[Supplied data]:
* * * * * * *
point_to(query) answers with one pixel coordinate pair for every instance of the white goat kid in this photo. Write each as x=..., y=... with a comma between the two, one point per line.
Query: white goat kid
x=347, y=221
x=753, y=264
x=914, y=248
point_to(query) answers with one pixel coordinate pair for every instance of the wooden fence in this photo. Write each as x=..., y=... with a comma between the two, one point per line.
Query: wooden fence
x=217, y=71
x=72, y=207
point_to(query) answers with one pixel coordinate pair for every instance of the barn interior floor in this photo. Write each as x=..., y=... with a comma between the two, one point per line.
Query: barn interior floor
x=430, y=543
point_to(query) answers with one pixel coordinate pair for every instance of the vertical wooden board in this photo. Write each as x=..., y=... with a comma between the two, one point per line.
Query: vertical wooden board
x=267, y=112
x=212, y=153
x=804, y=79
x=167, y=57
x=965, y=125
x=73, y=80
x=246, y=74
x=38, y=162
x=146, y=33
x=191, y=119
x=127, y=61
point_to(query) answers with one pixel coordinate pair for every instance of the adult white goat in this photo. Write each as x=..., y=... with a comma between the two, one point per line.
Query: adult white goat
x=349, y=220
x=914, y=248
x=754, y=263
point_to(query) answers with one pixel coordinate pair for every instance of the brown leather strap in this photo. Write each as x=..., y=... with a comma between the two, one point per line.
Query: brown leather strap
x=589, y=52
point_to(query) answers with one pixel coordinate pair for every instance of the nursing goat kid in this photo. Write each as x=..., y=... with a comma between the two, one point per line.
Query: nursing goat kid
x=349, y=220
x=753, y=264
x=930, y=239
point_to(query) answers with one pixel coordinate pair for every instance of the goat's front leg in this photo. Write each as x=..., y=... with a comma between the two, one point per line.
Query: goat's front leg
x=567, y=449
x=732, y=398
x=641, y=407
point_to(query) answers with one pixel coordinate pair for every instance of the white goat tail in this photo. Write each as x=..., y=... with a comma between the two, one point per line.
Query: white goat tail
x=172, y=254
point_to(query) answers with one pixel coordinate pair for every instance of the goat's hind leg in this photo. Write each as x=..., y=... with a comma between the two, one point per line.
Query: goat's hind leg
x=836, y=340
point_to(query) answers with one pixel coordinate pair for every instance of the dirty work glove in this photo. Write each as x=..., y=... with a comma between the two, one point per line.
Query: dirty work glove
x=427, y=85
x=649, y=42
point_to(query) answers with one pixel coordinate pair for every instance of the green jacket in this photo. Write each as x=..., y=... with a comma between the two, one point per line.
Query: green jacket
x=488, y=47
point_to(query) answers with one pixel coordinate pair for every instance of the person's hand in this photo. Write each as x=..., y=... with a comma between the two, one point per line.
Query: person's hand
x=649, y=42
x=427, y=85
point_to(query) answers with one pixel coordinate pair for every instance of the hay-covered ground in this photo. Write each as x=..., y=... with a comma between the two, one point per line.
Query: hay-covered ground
* * * * * * *
[Problem details]: Retype the entries one by one, exactly.

[Correct response]:
point_to(query) answers with one pixel coordinate pair for every instance of the white goat kid in this photo. Write each as x=..., y=... with a comma between the two, one point per line.
Query: white goat kid
x=347, y=221
x=753, y=264
x=914, y=248
point_to(query) answers with one pixel coordinate pair for every instance of the wooden fence in this photo. Write each as x=..., y=... with a comma between the two, one point per line.
Query: wooden fence
x=217, y=71
x=72, y=207
point_to(query) answers with one pixel coordinate pair for every instance of the barn interior floor in this photo. Write each as x=..., y=... with a comma between the two, one point per line.
Query: barn interior floor
x=430, y=543
point_to(query) answers with one pixel coordinate pair for every instance of the vertical wooden board in this photo. Write each as x=..., y=... with a comma between the two, one point per line.
Query: vertical wooden board
x=267, y=112
x=212, y=153
x=804, y=79
x=167, y=57
x=965, y=125
x=73, y=80
x=246, y=74
x=38, y=162
x=146, y=33
x=191, y=119
x=127, y=61
point_to(query) answers with one pixel coordinate pair for every instance of the adult white goat in this photo. Write each as x=..., y=... with a comma between the two, one point per line.
Query: adult white goat
x=349, y=220
x=914, y=248
x=754, y=263
point_to(query) answers with one pixel coordinate pair for every instance of the brown leather strap in this photo. Write each as x=..., y=... with a comma between the two, one point per line.
Query: brown leather strap
x=589, y=52
point_to(query) answers with one pixel coordinate pair for every instance of the nursing goat kid in this photo. Write each as x=..., y=... with a comma between the two, one point per line.
Query: nursing goat kid
x=349, y=220
x=753, y=264
x=930, y=239
point_to(query) answers with one pixel coordinate pair for every instance of the goat's front leg in this photo. Write each as x=..., y=... with a comma between the two, one point per line.
Query: goat's front leg
x=567, y=449
x=732, y=398
x=641, y=407
point_to(query) answers with one pixel coordinate pair for every instance of the white goat tail in this photo. Write each as x=..., y=... with a comma between the two, one point per line.
Query: white goat tail
x=172, y=254
point_to(query) answers with one pixel coordinate pair for every instance of the goat's hind leg in this photo. Write each as x=..., y=... with a comma between the two, one point per line.
Query: goat's hind leg
x=836, y=340
point_to(query) answers with one pixel coordinate pair for every instance of the dirty work glove in this photo. Write each as x=..., y=... with a comma between the two, one point per line.
Query: dirty work glove
x=427, y=85
x=649, y=42
point_to(query) answers with one pixel coordinate pair for every instance of the green jacket in this photo. Write each as x=..., y=... with a comma between the two, one point per line.
Query: green jacket
x=488, y=47
point_to(query) answers with one pixel coordinate pair for every instance of the person's hand in this photo. Write each as x=..., y=... with a comma between the two, one point per line.
Query: person's hand
x=649, y=42
x=427, y=85
point_to(query) answers with one pixel coordinate pair for every instance of the hay-covered ground in this photo. Write each as x=..., y=... with a comma between the two, one point per line.
Query: hay-covered ground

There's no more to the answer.